# [Provided records]
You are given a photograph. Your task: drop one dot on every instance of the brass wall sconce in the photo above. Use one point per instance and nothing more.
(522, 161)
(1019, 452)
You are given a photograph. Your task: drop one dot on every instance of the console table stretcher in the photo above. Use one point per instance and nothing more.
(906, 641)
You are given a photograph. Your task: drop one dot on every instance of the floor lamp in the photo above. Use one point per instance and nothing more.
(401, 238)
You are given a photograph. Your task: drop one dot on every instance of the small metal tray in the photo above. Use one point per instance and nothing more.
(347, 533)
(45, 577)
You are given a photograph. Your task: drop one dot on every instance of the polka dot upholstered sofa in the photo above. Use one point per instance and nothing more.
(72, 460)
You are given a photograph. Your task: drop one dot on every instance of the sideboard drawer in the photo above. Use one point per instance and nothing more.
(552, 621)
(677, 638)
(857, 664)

# [Directions]
Output each line of the material above with no deviation.

# [Exercise solution]
You are given a photograph. Your task: drop one dot on every instance of the brass wall sconce in the photo above. Use one point per instance and nothing more.
(522, 161)
(1019, 452)
You are given a photograph. Your task: drop one dot on every instance of the console table stretcher in the photo above. Use one point per instance and nothing more.
(906, 641)
You are given a photograph. Your task: drop one dot on every instance of the floor lamp in the photo above. Use one point per instance and nothing more.
(401, 238)
You are given a photograph. Your task: drop one dot on every instance of the small metal tray in the photo above. Use one point per instance and nothing more.
(347, 533)
(45, 577)
You are given a photograph. Your task: drop one dot on every instance of the polka dot upholstered sofa in the photo above. Use one point per instance and nothing more.
(72, 460)
You are given a photograph. Your task: drop one dot on every instance of the sideboard drawer in the photo above. Use one point per instance and nothing more.
(552, 621)
(677, 638)
(857, 664)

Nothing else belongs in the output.